_YOUR OBJECTIVE_
Retype the portion of the passage on retail digital transformation between "The combination of" and "centers by 2026.", inclusive, without any changes.

-------- EXERCISE PASSAGE

The combination of AI and IoT is accelerating Walmart’s transition. Partnering with tech firm Wiliot, Walmart is deploying battery-free IoT sensors across its U.S. supply chain. Powered by ambient energy—such as radio waves, light, motion, and heat—the sensors track temperature, location, humidity, and dwell time, feeding that data into Walmart’s AI systems to improve inventory accuracy, cold-chain compliance, and overall supply-chain efficiency. Walton plans to deploy the sensors at 500 stores by the end of this year and expand to 4,600 supercenters, neighborhood markets, and over 40 distribution centers by 2026.
This technological shift has evolved further this year into an AI-driven “Super Agent” strategy. Walmart’s Super Agent system includes four agent types that support employees, developers, customers, and suppliers. Their capabilities range from HR inquiries and app-development automation to product-review summarization, recommendations, advertising-campaign setup, and order management. Hari Vasudev, Walmart U.S. vice president and CTO, said, “The Super Agent system reflects years of foundational investment,” adding that it will help Walmart act “faster and more accurately while delivering personalized customer experiences.”

Rising importance of online-offline integration
Walmart’s transformation offers important lessons for the Korean retail sector, which has struggled after falling behind on digital transformation. According to the Ministry of Trade, Industry and Energy, domestic online-retail sales in the first half of 2025 grew 15.8 percent from a year earlier, while offline sales fell 0.1 percent. As mobile shopping, instant delivery, and subscription services reshape consumer behavior, online purchasing is rising across all age groups. Although the pandemic accelerated this shift, many retailers still hesitated to redefine the role of physical stores—leading directly to losses in market share.
Korea’s major retailers, Shinsegae’s E-Mart and Lotte Shopping, have belatedly strengthened their omnichannel strategies. E-Mart has linked its operations with SSG.com, secured over 120 in-store picking-and-packing (PP) centers, and plans to expand large PP centers—capable of fulfilling more than 3,000 orders per day—to over 70 by 2025. Lotte Shopping is renovating 11 stores and expanding its two-hour “quick delivery” service across the company, turning offline stores into logistics hubs. These moves show Korea’s retail market shifting toward an omnichannel model in which offline stores focus on fulfillment and in-person experiences, while online platforms handle browsing, ordering, and payment.
AI and digital logistics are the foundation of this strategy. E-Mart is partnering with KT to advance automation, AI-driven logistics optimization, and smart-warehouse development, while GS Retail plans to deploy automated routing and scheduling systems. The industry expects AI-driven personalization to boost conversion rates by an average of 26 percent and integrated customer-experience strategies to increase lifetime customer value by more than 30 percent. However, the aggressive expansion of low-price global platforms such as Temu, Shein, and Alibaba raises uncertainty over whether these optimistic projections can be realized.
The situation at Homeplus—a retailer that once ranked second among Korea’s big-box chains—illustrates the consequences of missing the digital-transformation window. Despite entering court receivership in March and nearing sale completion, skepticism surrounding the deal remains pervasive. A private-equity official noted, “The decline of offline retail combined with the failure to execute digital transformation has sharply reduced Homeplus’s appeal,” adding that without cost restructuring, business redesign, or strong partnerships, its turnaround prospects remain limited.

----------------
-------- RECORDED DATA

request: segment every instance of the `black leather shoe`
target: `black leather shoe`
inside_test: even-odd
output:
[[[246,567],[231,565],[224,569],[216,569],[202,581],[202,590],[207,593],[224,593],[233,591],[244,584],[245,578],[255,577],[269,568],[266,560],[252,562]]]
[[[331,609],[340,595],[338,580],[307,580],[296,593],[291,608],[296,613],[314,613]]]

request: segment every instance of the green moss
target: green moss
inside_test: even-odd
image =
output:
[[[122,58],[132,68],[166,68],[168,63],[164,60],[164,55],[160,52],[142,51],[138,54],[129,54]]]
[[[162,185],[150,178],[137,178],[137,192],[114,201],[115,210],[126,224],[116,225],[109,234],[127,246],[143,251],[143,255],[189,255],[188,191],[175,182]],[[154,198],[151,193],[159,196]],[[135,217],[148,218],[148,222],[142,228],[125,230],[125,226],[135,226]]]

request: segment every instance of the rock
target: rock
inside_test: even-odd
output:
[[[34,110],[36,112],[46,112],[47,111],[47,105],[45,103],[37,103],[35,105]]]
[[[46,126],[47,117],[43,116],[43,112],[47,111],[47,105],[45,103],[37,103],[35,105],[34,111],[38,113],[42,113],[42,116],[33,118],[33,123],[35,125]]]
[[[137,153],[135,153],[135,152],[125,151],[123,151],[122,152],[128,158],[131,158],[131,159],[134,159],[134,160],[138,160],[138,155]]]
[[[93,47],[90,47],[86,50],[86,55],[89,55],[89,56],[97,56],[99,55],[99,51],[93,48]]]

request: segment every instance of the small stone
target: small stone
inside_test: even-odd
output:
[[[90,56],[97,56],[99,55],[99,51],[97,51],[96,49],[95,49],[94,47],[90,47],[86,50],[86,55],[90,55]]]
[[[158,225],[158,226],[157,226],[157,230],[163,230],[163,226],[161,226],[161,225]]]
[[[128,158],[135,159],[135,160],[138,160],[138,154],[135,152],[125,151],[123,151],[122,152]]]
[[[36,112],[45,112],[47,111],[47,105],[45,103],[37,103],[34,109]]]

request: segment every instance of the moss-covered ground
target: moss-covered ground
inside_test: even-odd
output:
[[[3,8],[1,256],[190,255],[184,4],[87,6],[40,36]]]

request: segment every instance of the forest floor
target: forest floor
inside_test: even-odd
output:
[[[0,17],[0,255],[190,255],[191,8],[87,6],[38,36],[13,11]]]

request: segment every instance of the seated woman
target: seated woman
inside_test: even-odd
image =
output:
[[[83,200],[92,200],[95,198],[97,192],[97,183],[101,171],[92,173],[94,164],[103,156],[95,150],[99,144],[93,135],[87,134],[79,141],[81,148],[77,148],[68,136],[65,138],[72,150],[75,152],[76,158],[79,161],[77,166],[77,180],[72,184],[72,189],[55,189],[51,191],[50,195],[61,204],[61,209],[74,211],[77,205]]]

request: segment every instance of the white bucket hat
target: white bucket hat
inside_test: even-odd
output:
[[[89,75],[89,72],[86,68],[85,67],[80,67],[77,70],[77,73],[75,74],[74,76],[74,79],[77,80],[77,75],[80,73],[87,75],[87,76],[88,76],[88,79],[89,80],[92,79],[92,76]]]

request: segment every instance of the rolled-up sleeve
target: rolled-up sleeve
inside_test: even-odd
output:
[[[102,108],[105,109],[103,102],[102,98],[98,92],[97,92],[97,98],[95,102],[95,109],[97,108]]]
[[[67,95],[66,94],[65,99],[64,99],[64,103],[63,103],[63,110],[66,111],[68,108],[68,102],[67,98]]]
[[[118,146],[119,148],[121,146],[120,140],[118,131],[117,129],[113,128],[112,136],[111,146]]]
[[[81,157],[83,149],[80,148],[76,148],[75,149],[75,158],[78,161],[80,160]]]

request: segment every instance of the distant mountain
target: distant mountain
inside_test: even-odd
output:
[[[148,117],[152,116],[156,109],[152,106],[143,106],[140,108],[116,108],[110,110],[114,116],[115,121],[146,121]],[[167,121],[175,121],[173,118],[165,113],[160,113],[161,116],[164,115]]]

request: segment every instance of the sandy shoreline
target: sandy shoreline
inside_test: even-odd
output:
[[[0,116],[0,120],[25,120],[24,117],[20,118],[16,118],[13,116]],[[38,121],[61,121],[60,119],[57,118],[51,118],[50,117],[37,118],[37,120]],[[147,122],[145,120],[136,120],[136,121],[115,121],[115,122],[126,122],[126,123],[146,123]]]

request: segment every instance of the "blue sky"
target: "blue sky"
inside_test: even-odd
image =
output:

----------------

_YOUR SOLUTION_
The combination of AI and IoT is accelerating Walmart’s transition. Partnering with tech firm Wiliot, Walmart is deploying battery-free IoT sensors across its U.S. supply chain. Powered by ambient energy—such as radio waves, light, motion, and heat—the sensors track temperature, location, humidity, and dwell time, feeding that data into Walmart’s AI systems to improve inventory accuracy, cold-chain compliance, and overall supply-chain efficiency. Walton plans to deploy the sensors at 500 stores by the end of this year and expand to 4,600 supercenters, neighborhood markets, and over 40 distribution centers by 2026.